プロフェッショナルを自負する方々に対しては、題記の命題「なぜ中小企業では嫌われるか」は少々簡単すぎて、「何を今さら」とおしかりを受けそうであるが、実際に企業の社長らからは「使えない」の声がいまだに聞こえてくる。 この点について私なりに考察してみたところ、大きく以下の4点を考えるにいたった。

○   コストパフォーマンスの問題
○   機能別組織から抜け切れない
○   「自分が一般」を捨てきれない
○   「あなたのために」という優しい営業は役に立たない

まず考えなくてはならない、最も大きな理由は、コストパフォーマンスが見合わないということである。大手企業で働いてきた方々は中小企業に比べて、はるかにコスト意識も高く、自分自身の売値について、そこそこ認識していると思うが、異なる市場における自分自身の値踏みのところに大きな間違いがある。自分自身を含めた概算コストは〇〇なので、次のプロジェクトは赤だ黒だと、やってきたかもしれないが、そもそもの単価が違いすぎる。それならば、結果を出せば良いのであろうと言うことであるが、その結果がなかなか出ない。そして、結果を出さずに高い給与を要求するのであるから、コストパフォーマンスが悪いと言われても仕方ない。

※

課題 A: 抜粋の中で、考えなくてはならない最も大きな理由として挙げられているのは何ですか？
課題 B: 抜粋のうち、「プロフェッショナルを自負する」から「が悪いと言われても仕方ない。」に至るまでの部分を、一字も変えずに書き写して返してください。
レコードはここでは使いません。

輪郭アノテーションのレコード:
※

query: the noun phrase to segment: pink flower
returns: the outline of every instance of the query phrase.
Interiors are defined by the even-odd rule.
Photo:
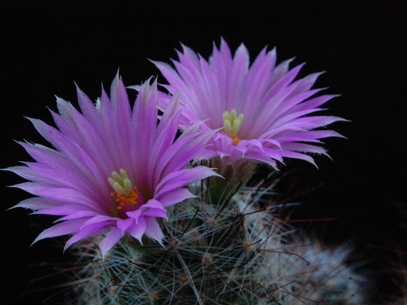
[[[319,128],[346,120],[313,115],[336,96],[311,98],[322,90],[311,89],[321,73],[294,81],[303,65],[288,70],[289,60],[276,66],[275,49],[264,49],[249,68],[244,45],[232,57],[223,39],[219,50],[214,46],[209,62],[187,47],[183,49],[177,51],[179,61],[172,60],[175,69],[164,63],[155,64],[169,83],[163,85],[170,95],[182,91],[181,122],[187,126],[205,120],[201,130],[218,131],[210,142],[208,157],[225,157],[232,164],[252,159],[274,167],[284,157],[315,164],[307,154],[327,155],[317,145],[319,140],[341,136]],[[165,109],[170,100],[161,94],[159,105]]]
[[[102,90],[95,106],[79,88],[77,95],[82,114],[57,98],[59,114],[51,113],[58,129],[31,119],[55,149],[21,143],[36,162],[8,169],[32,181],[15,187],[39,196],[15,207],[62,217],[34,242],[73,234],[66,248],[105,233],[103,255],[126,233],[161,243],[157,219],[166,218],[165,207],[193,197],[184,187],[216,174],[205,166],[185,168],[214,132],[198,134],[191,126],[174,142],[179,100],[168,101],[157,126],[156,82],[141,87],[133,109],[118,75],[110,99]]]

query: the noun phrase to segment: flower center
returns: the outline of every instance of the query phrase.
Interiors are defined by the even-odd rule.
[[[243,114],[241,113],[239,114],[239,116],[237,116],[236,115],[236,110],[232,109],[230,113],[229,111],[223,112],[222,117],[223,118],[223,126],[224,127],[225,131],[221,132],[224,135],[226,135],[233,139],[233,145],[236,146],[240,141],[237,134],[242,126],[242,122],[243,120]]]
[[[111,177],[107,180],[110,184],[114,192],[110,193],[112,197],[116,197],[115,202],[118,210],[124,206],[135,205],[138,200],[137,188],[133,186],[126,171],[121,168],[120,174],[116,171],[112,172]]]

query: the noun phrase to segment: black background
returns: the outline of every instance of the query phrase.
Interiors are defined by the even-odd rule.
[[[350,239],[363,257],[378,257],[380,247],[402,248],[407,230],[401,212],[407,209],[403,2],[2,2],[0,168],[30,160],[13,139],[45,144],[23,116],[50,123],[46,107],[56,109],[54,94],[76,105],[74,81],[95,99],[101,82],[108,87],[119,67],[127,85],[158,75],[147,58],[168,62],[180,42],[206,57],[221,36],[232,50],[244,42],[252,59],[265,45],[276,46],[279,62],[294,56],[294,64],[307,62],[300,76],[326,71],[316,85],[342,95],[328,102],[327,113],[352,120],[332,126],[348,138],[325,141],[333,162],[319,157],[319,169],[292,162],[283,170],[295,169],[286,184],[295,185],[299,193],[318,187],[296,198],[304,204],[294,217],[336,218],[315,222],[321,238],[327,243]],[[3,186],[22,181],[7,172],[1,178]],[[30,196],[6,187],[2,195],[0,276],[3,295],[12,297],[4,303],[40,303],[55,291],[21,296],[39,287],[28,281],[54,272],[52,263],[69,254],[63,255],[55,239],[30,247],[54,219],[28,216],[23,209],[6,211]],[[387,266],[386,255],[381,257],[372,266]],[[53,284],[42,281],[44,287]]]

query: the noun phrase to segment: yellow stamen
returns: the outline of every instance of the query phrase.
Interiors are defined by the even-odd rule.
[[[222,115],[223,119],[223,126],[224,131],[221,132],[224,135],[233,139],[233,145],[236,146],[240,139],[238,137],[237,133],[242,126],[243,120],[243,114],[241,113],[238,117],[236,110],[232,109],[231,111],[225,111]]]
[[[110,192],[110,196],[113,198],[115,197],[118,210],[121,209],[125,205],[135,205],[138,200],[137,188],[133,186],[127,173],[123,168],[120,171],[120,175],[117,172],[112,172],[112,176],[107,179],[114,190],[114,192]]]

※

解答 A: コストパフォーマンスが見合わないということです。

解答 B:
プロフェッショナルを自負する方々に対しては、題記の命題「なぜ中小企業では嫌われるか」は少々簡単すぎて、「何を今さら」とおしかりを受けそうであるが、実際に企業の社長らからは「使えない」の声がいまだに聞こえてくる。 この点について私なりに考察してみたところ、大きく以下の4点を考えるにいたった。

○   コストパフォーマンスの問題
○   機能別組織から抜け切れない
○   「自分が一般」を捨てきれない
○   「あなたのために」という優しい営業は役に立たない

まず考えなくてはならない、最も大きな理由は、コストパフォーマンスが見合わないということである。大手企業で働いてきた方々は中小企業に比べて、はるかにコスト意識も高く、自分自身の売値について、そこそこ認識していると思うが、異なる市場における自分自身の値踏みのところに大きな間違いがある。自分自身を含めた概算コストは〇〇なので、次のプロジェクトは赤だ黒だと、やってきたかもしれないが、そもそもの単価が違いすぎる。それならば、結果を出せば良いのであろうと言うことであるが、その結果がなかなか出ない。そして、結果を出さずに高い給与を要求するのであるから、コストパフォーマンスが悪いと言われても仕方ない。